> [Required work]
1. In the passage on testing virtual disk IOPS limits, what read/write load distribution were the --rate_iops numbers chosen to reflect?
2. Carry on the passage on testing virtual disk IOPS limits from where it stops.

The parameter --rate_iops=700,300 is specified in the format --rate_iops=[read],[write],[trim] and means "give 700 iops for read, 300 for write, leave trim as default". The numbers are chosen based on the total iops limit specified in Cloud Director for a particular disk and a load distribution of 70% read / 30% write. In the case of the test bed, the total limit is 1000 iops, so the load is distributed as 700/300.

An important nuance: if you do not limit the load, fio will generate as many IOs as possible, which will cause the latency of virtual disk IOs to increase many times in the test due to vSphere's throttling of "unnecessary" operations: The VM will constantly try to do more IOs than it should, while vSphere will adjust the queue depth to hold the 'extra' operations before sending them to storage to stay within the limit.

Both tests confirm that the disk works for 1000 IOs, but in the first case without --rate_iops=W,R we get throttling latency and in the second we get real values.

For latency checking you can use a separate utility, ioping:

# installation
$ sudo apt-get install ioping

# check
$ ioping -c 9 /tmp/
4 KiB <<< /tmp/ (ext4 /dev/sda5): request=1 time=309.1 us (warmup)

> [Dataset extract]
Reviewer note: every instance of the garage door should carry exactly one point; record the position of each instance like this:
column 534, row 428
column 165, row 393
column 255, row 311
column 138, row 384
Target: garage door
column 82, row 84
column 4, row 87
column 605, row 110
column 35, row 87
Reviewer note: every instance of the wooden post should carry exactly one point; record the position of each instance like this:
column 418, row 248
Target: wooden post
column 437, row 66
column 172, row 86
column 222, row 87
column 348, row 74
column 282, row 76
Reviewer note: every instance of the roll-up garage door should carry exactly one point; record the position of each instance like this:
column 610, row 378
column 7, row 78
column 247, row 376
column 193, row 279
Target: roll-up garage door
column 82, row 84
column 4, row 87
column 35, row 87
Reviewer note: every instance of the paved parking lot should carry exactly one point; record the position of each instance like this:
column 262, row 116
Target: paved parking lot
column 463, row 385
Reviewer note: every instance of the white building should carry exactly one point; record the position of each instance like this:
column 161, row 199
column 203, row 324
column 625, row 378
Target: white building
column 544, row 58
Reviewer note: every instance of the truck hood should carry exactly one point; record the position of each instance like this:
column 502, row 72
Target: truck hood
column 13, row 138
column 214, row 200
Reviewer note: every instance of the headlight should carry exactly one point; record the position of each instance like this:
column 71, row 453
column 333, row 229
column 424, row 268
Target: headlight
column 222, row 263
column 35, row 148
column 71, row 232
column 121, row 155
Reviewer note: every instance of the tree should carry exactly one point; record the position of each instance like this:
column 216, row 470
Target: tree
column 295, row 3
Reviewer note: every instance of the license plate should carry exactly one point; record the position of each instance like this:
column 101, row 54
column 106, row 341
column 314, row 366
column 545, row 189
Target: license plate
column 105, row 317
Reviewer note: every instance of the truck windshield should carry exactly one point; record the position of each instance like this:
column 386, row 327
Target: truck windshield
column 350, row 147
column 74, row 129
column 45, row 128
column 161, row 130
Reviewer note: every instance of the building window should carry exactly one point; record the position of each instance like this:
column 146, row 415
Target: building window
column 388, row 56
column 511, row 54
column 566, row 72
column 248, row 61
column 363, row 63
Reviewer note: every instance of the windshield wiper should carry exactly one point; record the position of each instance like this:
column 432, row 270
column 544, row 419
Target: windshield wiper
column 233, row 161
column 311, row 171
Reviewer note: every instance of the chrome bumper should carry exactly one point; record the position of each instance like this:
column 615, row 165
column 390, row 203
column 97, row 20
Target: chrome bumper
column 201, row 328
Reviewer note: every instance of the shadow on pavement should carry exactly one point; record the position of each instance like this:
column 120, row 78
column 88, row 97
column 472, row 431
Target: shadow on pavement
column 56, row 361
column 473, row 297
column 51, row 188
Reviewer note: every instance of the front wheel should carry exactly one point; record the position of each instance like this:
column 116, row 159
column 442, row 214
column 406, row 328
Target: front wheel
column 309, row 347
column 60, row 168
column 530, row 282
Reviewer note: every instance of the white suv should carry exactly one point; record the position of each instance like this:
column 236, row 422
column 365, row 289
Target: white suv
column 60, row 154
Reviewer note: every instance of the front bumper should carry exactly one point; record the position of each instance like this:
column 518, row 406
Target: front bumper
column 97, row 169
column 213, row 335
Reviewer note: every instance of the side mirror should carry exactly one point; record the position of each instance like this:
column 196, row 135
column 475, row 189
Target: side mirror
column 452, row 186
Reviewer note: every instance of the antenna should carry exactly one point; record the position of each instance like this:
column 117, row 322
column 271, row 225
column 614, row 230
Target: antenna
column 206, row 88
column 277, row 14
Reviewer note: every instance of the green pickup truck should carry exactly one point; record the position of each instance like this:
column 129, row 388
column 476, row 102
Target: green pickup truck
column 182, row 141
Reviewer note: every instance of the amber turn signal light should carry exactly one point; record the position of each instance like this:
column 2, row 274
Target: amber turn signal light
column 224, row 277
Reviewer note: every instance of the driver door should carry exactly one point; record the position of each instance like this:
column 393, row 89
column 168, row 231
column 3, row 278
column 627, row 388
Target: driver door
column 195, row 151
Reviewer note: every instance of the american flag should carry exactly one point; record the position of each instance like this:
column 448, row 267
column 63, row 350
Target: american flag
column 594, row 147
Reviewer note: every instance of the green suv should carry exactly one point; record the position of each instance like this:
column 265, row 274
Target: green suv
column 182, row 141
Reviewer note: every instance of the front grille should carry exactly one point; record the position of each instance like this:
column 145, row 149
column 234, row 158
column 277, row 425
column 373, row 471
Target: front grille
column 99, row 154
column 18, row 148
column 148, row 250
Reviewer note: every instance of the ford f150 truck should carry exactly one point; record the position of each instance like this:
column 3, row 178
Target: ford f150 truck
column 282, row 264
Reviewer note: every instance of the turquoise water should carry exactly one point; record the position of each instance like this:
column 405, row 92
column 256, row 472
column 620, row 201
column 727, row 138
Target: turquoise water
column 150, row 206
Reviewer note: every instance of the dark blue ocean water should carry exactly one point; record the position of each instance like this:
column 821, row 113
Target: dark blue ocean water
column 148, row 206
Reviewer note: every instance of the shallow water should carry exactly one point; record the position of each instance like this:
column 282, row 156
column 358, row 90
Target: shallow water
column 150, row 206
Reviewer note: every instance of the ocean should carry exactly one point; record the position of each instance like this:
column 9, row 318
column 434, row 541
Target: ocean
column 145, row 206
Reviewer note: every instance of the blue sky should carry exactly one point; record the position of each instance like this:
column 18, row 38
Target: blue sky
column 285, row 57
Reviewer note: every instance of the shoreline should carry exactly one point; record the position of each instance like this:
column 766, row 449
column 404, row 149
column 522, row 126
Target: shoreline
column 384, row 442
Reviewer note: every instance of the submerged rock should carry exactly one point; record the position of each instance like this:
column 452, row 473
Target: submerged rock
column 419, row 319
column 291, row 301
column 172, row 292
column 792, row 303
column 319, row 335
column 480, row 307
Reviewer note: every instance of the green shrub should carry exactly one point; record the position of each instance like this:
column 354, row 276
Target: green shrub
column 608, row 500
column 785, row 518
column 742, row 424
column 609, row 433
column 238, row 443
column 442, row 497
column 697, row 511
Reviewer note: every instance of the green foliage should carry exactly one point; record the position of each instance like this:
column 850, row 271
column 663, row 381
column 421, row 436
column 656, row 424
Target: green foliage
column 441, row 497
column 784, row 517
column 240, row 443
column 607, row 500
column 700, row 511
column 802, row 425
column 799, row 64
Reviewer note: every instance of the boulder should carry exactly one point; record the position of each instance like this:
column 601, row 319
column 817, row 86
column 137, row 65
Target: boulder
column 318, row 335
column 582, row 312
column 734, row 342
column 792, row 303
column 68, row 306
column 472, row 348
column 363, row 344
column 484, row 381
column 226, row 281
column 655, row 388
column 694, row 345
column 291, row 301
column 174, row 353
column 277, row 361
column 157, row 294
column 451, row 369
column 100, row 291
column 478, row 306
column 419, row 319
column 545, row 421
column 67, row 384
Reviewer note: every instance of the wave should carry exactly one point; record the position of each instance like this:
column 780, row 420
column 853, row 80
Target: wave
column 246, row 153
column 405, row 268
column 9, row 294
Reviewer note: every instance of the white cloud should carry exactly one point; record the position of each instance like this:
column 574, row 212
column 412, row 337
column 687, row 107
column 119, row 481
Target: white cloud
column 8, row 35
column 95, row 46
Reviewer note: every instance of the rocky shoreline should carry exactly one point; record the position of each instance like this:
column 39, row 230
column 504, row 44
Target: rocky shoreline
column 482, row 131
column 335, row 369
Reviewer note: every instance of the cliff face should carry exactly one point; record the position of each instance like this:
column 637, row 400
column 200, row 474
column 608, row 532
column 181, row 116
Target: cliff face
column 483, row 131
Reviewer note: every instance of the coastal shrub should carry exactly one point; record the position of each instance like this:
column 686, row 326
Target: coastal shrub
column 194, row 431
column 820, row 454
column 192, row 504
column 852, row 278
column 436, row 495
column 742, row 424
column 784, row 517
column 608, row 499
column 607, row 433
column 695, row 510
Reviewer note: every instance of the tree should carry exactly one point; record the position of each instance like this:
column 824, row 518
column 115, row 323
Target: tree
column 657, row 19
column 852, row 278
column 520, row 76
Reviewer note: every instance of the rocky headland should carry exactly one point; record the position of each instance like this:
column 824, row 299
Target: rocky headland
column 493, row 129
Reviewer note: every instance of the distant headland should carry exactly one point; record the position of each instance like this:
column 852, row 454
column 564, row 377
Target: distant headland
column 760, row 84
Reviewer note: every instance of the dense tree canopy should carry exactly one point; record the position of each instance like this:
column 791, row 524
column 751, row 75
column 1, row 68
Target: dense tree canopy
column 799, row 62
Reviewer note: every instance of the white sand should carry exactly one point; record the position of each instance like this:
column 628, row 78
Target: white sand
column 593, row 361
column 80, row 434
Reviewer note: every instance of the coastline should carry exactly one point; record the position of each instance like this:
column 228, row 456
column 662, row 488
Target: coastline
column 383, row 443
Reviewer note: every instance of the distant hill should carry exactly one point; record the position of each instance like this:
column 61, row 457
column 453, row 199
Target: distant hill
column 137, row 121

> [Answers given]
1. 70% read and 30% write.

2.
4 KiB <<< /tmp/ (ext4 /dev/sda5): request=2 time=717.3 us
4 KiB <<< /tmp/ (ext4 /dev/sda5): request=3 time=583.4 us
4 KiB <<< /tmp/ (ext4 /dev/sda5): request=4 time=430.2 us
4 KiB <<< /tmp/ (ext4 /dev/sda5): request=5 time=405.8 us
4 KiB <<< /tmp/ (ext4 /dev/sda5): request=6 time=387.4 us
4 KiB <<< /tmp/ (ext4 /dev/sda5): request=7 time=382.1 us (fast)
4 KiB <<< /tmp/ (ext4 /dev/sda5): request=8 time=811.6 us (slow)
4 KiB <<< /tmp/ (ext4 /dev/sda5): request=9 time=706.9 us

--- /tmp/ (ext4 /dev/sda5) ioping statistics ---
8 requests completed in 4.42 ms, 32 KiB read, 1.81 k iops, 7.06 MiB/s
generated 9 requests in 8.00 s, 36 KiB, 1 iops, 4.50 KiB/s
min/avg/max/mdev = 382.1 us / 553.1 us / 811.6 us / 162.7 us

We also recommend taking screenshots of the top / htop, especially for the 1st round. The LA (Load Average) information can help find possible reasons for slow software performance. Also, if you have multiple disks or LVM, the commands lsblk -f/ls -l /dev/mapper will visualise the structure of your disk subsystem.

The processing and visualisation of the json files of the measurements was done in Python in the JupyterLab environment, using the pandas and matplotlib libraries. You can use our variant or write your own - we have prepared an archive with sources and an example of processing measurements in the form of - ipynb - jupiter-notepad.

In the end, you will be able to use the graphs to either definitely rule out problems with the disk subsystem, optimise it, or sensibly change the disk policy to a more productive one.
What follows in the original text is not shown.